Exercise prompt
Identify every line in the items below that contains the word "bronze", and copy each such line in full. Case counts.

Given records
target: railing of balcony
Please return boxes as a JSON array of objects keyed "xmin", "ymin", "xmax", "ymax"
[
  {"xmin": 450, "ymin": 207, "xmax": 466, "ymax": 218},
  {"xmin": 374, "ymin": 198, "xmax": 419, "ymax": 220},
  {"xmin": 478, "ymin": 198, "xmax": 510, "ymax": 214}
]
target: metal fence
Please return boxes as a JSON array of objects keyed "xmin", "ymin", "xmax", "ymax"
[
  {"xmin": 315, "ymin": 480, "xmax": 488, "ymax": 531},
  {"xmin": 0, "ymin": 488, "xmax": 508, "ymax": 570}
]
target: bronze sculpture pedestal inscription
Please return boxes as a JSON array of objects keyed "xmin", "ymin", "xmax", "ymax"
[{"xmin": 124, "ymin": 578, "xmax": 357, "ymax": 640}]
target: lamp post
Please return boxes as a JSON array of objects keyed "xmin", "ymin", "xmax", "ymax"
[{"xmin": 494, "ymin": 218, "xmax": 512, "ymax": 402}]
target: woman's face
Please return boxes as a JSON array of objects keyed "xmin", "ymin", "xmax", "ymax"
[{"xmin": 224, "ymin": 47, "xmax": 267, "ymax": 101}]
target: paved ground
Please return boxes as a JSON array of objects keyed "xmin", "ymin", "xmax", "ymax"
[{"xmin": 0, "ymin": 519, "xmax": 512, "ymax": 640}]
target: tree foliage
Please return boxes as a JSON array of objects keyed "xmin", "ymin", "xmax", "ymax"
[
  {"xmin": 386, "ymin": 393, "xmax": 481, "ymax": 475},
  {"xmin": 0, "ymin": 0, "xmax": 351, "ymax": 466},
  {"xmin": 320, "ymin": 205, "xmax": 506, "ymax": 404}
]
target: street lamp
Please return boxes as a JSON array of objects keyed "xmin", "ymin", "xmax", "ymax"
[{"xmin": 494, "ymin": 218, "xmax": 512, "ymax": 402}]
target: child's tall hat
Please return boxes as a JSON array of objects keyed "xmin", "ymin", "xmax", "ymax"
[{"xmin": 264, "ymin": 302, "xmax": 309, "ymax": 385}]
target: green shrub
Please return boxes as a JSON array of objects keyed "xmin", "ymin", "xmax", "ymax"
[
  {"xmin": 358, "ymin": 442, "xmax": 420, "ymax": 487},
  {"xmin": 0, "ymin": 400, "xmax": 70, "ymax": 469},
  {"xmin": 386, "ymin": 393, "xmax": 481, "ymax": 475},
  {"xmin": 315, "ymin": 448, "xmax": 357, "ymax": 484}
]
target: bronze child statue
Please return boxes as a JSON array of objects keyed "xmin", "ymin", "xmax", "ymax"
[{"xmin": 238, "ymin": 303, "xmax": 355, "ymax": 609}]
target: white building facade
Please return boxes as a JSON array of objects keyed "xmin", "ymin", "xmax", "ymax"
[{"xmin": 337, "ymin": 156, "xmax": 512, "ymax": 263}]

Answer to the exercise
target: bronze sculpture pedestal inscription
target: bronze child statue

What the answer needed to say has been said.